__TASK DIRECTIONS__
Here the job is to retype the data word for word while leaving the pictures aside.

__INFORMATION PROVIDED__
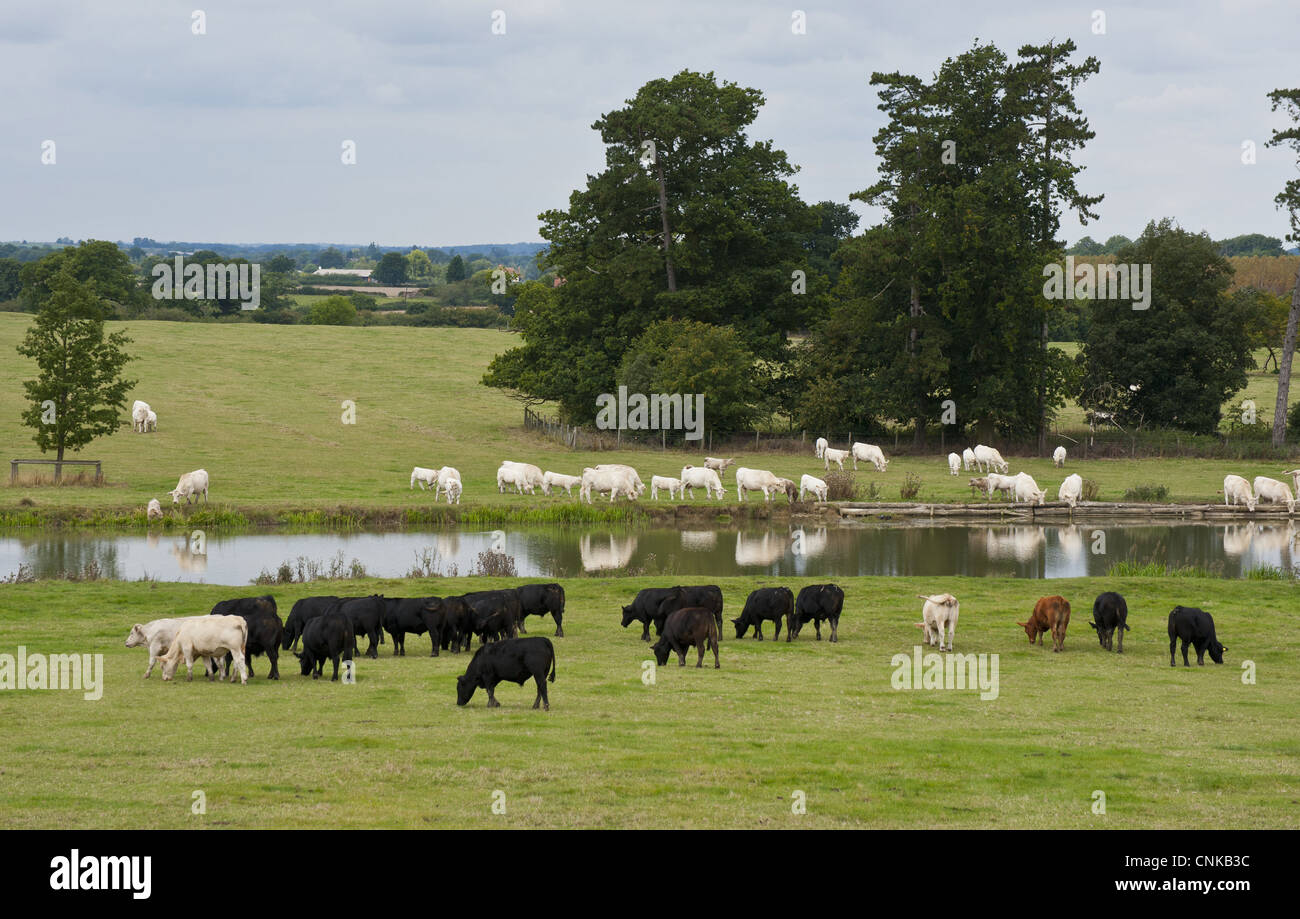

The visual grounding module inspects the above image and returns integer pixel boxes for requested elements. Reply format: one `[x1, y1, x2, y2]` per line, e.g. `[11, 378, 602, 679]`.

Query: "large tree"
[16, 269, 135, 480]
[19, 240, 143, 314]
[1266, 88, 1300, 446]
[484, 70, 826, 422]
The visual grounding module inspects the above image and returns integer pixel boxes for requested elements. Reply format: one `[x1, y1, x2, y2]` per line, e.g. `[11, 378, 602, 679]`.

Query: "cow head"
[455, 673, 478, 706]
[1088, 619, 1114, 648]
[159, 654, 181, 682]
[168, 489, 182, 505]
[1208, 639, 1227, 664]
[281, 624, 297, 651]
[620, 604, 637, 628]
[651, 636, 671, 666]
[879, 458, 890, 472]
[125, 624, 147, 648]
[1015, 620, 1037, 642]
[731, 617, 749, 639]
[295, 652, 314, 676]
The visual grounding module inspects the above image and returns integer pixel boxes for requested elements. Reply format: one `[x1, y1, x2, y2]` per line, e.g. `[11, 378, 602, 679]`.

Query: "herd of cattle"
[122, 579, 1232, 709]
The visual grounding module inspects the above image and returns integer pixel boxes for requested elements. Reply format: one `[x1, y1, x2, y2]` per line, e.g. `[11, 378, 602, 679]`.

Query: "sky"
[1, 0, 1297, 249]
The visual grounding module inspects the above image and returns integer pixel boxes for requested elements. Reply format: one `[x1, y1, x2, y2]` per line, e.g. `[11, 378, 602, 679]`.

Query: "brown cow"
[1018, 596, 1071, 653]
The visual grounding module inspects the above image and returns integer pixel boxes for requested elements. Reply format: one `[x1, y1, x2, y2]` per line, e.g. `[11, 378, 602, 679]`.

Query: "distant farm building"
[312, 268, 372, 279]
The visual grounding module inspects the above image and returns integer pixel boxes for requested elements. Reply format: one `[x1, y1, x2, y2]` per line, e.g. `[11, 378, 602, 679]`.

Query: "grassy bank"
[3, 315, 1300, 524]
[0, 574, 1296, 828]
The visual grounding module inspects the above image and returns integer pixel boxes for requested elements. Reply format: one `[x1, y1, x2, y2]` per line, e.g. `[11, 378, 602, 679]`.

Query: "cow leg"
[392, 631, 402, 656]
[1181, 639, 1191, 667]
[1196, 642, 1205, 666]
[144, 653, 156, 678]
[486, 685, 500, 708]
[554, 615, 564, 638]
[535, 672, 549, 710]
[641, 622, 650, 642]
[1116, 625, 1124, 654]
[696, 639, 706, 668]
[773, 618, 783, 641]
[755, 623, 763, 641]
[1169, 635, 1177, 667]
[267, 647, 279, 679]
[518, 617, 528, 634]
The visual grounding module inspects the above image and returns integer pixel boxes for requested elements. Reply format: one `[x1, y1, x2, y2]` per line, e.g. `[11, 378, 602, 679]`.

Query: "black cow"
[383, 597, 442, 656]
[516, 583, 566, 637]
[1090, 592, 1130, 652]
[733, 587, 794, 640]
[1168, 606, 1228, 667]
[652, 607, 720, 669]
[464, 590, 522, 645]
[337, 595, 385, 659]
[789, 584, 844, 642]
[621, 587, 679, 641]
[434, 595, 476, 653]
[456, 637, 556, 710]
[282, 596, 341, 651]
[654, 585, 724, 639]
[207, 595, 284, 679]
[296, 610, 355, 681]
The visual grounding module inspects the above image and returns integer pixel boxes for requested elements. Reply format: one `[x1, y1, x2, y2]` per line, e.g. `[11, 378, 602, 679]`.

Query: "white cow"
[1052, 446, 1066, 467]
[1280, 468, 1300, 498]
[1058, 473, 1083, 509]
[799, 474, 828, 502]
[542, 471, 582, 497]
[973, 444, 1008, 474]
[158, 615, 249, 684]
[680, 465, 726, 500]
[595, 464, 645, 496]
[823, 447, 850, 472]
[410, 466, 438, 490]
[580, 466, 639, 503]
[962, 447, 976, 471]
[851, 442, 889, 472]
[735, 467, 794, 502]
[144, 409, 157, 432]
[915, 593, 960, 652]
[131, 400, 151, 433]
[651, 475, 683, 500]
[146, 498, 163, 520]
[498, 461, 543, 494]
[1253, 476, 1295, 513]
[1013, 472, 1047, 506]
[125, 616, 208, 678]
[434, 466, 462, 504]
[985, 472, 1018, 501]
[814, 437, 828, 460]
[947, 452, 961, 476]
[704, 457, 735, 476]
[169, 469, 209, 505]
[1223, 474, 1256, 512]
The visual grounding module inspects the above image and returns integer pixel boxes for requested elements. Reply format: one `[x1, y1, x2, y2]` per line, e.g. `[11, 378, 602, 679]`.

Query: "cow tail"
[548, 643, 557, 683]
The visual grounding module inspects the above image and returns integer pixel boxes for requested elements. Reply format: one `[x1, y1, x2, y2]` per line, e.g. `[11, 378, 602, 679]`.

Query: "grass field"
[0, 574, 1295, 829]
[3, 313, 1300, 521]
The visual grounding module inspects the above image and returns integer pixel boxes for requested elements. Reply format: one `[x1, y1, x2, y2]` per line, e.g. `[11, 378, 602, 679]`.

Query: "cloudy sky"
[2, 0, 1297, 248]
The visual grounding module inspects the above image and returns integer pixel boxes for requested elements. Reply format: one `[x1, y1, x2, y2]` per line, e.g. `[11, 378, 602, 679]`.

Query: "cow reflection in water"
[735, 531, 787, 567]
[980, 526, 1046, 563]
[579, 533, 637, 572]
[1221, 524, 1254, 557]
[679, 530, 717, 551]
[790, 526, 828, 560]
[1057, 525, 1084, 562]
[171, 538, 208, 574]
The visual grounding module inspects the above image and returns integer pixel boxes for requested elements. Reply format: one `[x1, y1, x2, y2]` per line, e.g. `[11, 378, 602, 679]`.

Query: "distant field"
[0, 574, 1295, 828]
[2, 313, 1300, 518]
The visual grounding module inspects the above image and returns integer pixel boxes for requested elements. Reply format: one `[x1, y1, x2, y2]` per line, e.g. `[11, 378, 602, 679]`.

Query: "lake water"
[2, 520, 1296, 585]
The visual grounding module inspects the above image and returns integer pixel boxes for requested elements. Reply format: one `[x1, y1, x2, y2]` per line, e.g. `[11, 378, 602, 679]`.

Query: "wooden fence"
[9, 459, 103, 484]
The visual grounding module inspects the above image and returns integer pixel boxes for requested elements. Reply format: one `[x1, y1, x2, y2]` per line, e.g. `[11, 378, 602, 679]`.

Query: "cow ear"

__ANSWER BELOW__
The visual grounding module inspects the above image and returns integer pixel boxes for requested elements. Reply format: one `[x1, y1, x2, y2]` per line, e.g. `[11, 378, 602, 679]`.

Query: "large tree"
[16, 269, 135, 480]
[19, 240, 143, 314]
[1266, 88, 1300, 446]
[484, 70, 826, 422]
The visual grounding module inspects the above image and returns integer pixel boxes for requested elements. Reply format: one `[x1, y1, x2, y2]` per line, e.g. `[11, 378, 602, 679]`.

Query: "cow head"
[455, 673, 478, 706]
[1088, 619, 1114, 648]
[159, 654, 181, 682]
[168, 489, 182, 505]
[1208, 639, 1227, 664]
[281, 624, 297, 651]
[620, 604, 637, 628]
[651, 636, 671, 666]
[879, 458, 890, 472]
[125, 624, 147, 648]
[1015, 620, 1037, 642]
[731, 617, 749, 639]
[295, 652, 314, 676]
The visual grounding module inspects the above image and returns integer pixel boxes for requested elements. Reply format: one `[x1, y1, x2, y2]` per line, e.g. `[11, 378, 602, 679]`.

Query: "herd of cattle"
[122, 579, 1232, 709]
The visual grounding module inspects the above image and returns integer pixel boxes for requested elements. Reply format: one `[x1, y1, x2, y2]` per line, e.g. `[11, 378, 602, 679]`.

Query: "sky"
[1, 0, 1297, 249]
The visual grounding module inspects the above image and returns integer pixel boxes for requested elements. Reply format: one `[x1, y1, x2, y2]` per line, e.g. `[11, 378, 602, 679]`.

Query: "brown cow"
[1018, 596, 1071, 653]
The visual grounding module inspects the above image and returns integer pixel boxes for requested elements. Reply format: one `[x1, y1, x2, y2]` per line, e.g. `[11, 378, 602, 679]`.

Query: "distant farm building"
[312, 268, 372, 279]
The visual grounding module inspects the above image and returns integer pixel boxes for requested elements. Reply format: one `[x1, y1, x2, y2]` per line, e.g. `[11, 378, 602, 679]`.

Query: "grassy bank"
[3, 315, 1300, 524]
[0, 574, 1296, 828]
The visual grounding module inspects the above image and returns integer pixel boxes for requested elements. Reply format: one `[x1, y1, x2, y2]` per line, e.g. `[11, 378, 602, 679]`.

Query: "cow leg"
[392, 631, 402, 656]
[1181, 639, 1191, 667]
[1196, 642, 1205, 666]
[144, 653, 156, 678]
[486, 685, 500, 708]
[554, 615, 564, 638]
[535, 672, 549, 710]
[641, 622, 650, 642]
[1116, 625, 1124, 654]
[696, 639, 706, 668]
[773, 618, 783, 641]
[755, 623, 763, 641]
[1169, 635, 1177, 667]
[267, 647, 279, 679]
[518, 617, 528, 634]
The visual grounding module inspects the above image and returns integer pixel boxes for requested elements. Reply format: one `[x1, y1, x2, y2]` per line, e.g. `[11, 378, 602, 679]`.

Query: "black cow"
[383, 597, 442, 656]
[516, 583, 566, 637]
[1090, 592, 1130, 652]
[733, 587, 794, 640]
[1168, 606, 1228, 667]
[652, 607, 720, 669]
[464, 590, 522, 645]
[337, 595, 385, 659]
[789, 584, 844, 642]
[621, 587, 679, 641]
[434, 595, 476, 653]
[456, 637, 556, 710]
[282, 596, 341, 651]
[654, 585, 724, 639]
[207, 595, 284, 679]
[296, 610, 355, 681]
The visual grounding module inspects the above image and returns integer pixel boxes for requested elements. Reply format: one `[x1, y1, x2, y2]` per line, e.g. `[11, 378, 602, 679]`.

Query: "white cow"
[1052, 446, 1066, 467]
[1280, 468, 1300, 498]
[1058, 473, 1083, 509]
[799, 474, 828, 502]
[542, 471, 582, 497]
[973, 444, 1008, 474]
[158, 615, 249, 684]
[680, 465, 726, 500]
[595, 464, 645, 496]
[823, 447, 850, 472]
[410, 466, 438, 490]
[580, 466, 639, 503]
[962, 447, 976, 471]
[851, 442, 889, 472]
[735, 467, 794, 502]
[144, 409, 157, 432]
[915, 593, 960, 652]
[131, 400, 151, 433]
[651, 475, 683, 500]
[146, 498, 163, 520]
[498, 461, 543, 494]
[1253, 476, 1295, 513]
[1013, 472, 1047, 506]
[125, 616, 208, 678]
[434, 466, 462, 504]
[985, 472, 1018, 501]
[814, 437, 828, 460]
[947, 452, 961, 476]
[704, 457, 735, 476]
[169, 469, 209, 505]
[1223, 474, 1256, 512]
The visual grounding module inspects the above image and returns integer pixel boxes for requested elements. Reply format: one `[x1, y1, x2, y2]` per line, e.g. `[11, 378, 602, 679]`.

Query: "cow tail"
[548, 643, 557, 683]
The visual grounding module inspects the above image and returns integer pixel boxes for requested elements. Reply format: one `[x1, y1, x2, y2]` per line, e.g. `[11, 378, 602, 679]`.

Query: "grass field"
[0, 574, 1295, 829]
[3, 313, 1300, 521]
The visual grounding module inspects the above image and returns integer pixel boxes for requested elements. Reply format: one `[x1, y1, x2, y2]` per line, e.g. `[11, 378, 602, 679]`.

Query: "cloudy sky"
[2, 0, 1297, 248]
The visual grounding module inspects the above image and returns integer pixel boxes for requested elements. Reply format: one `[x1, y1, x2, y2]` per line, e.g. `[11, 378, 602, 679]`.

Query: "cow reflection in water"
[735, 531, 787, 567]
[980, 526, 1046, 563]
[579, 533, 637, 572]
[1221, 524, 1254, 557]
[679, 530, 717, 551]
[790, 526, 828, 560]
[1057, 525, 1084, 562]
[171, 538, 208, 574]
The visual grounding module inspects the above image and returns integer pixel boxes for requested elements. Reply format: one `[x1, y1, x2, y2]` per line, e.g. `[11, 378, 602, 679]`.

Query: "distant field"
[0, 574, 1295, 828]
[2, 313, 1300, 518]
The visual grounding module inspects the above image and returns integer pixel boxes for requested elements. Reply format: one `[x1, y1, x2, y2]` per line, e.g. `[11, 378, 602, 679]`.

Query: "lake water"
[2, 520, 1296, 585]
The visual grounding module inspects the above image and returns integer pixel boxes for requested elements. Reply format: one `[x1, y1, x2, y2]` per line, e.g. `[11, 378, 602, 679]`.

Query: "wooden fence"
[9, 459, 103, 484]
The visual grounding module inspects the above image and returns integer pixel boxes for requested elements. Reply format: one `[x1, y1, x2, y2]` per line, e.g. `[11, 378, 602, 679]`.

Query: "cow ear"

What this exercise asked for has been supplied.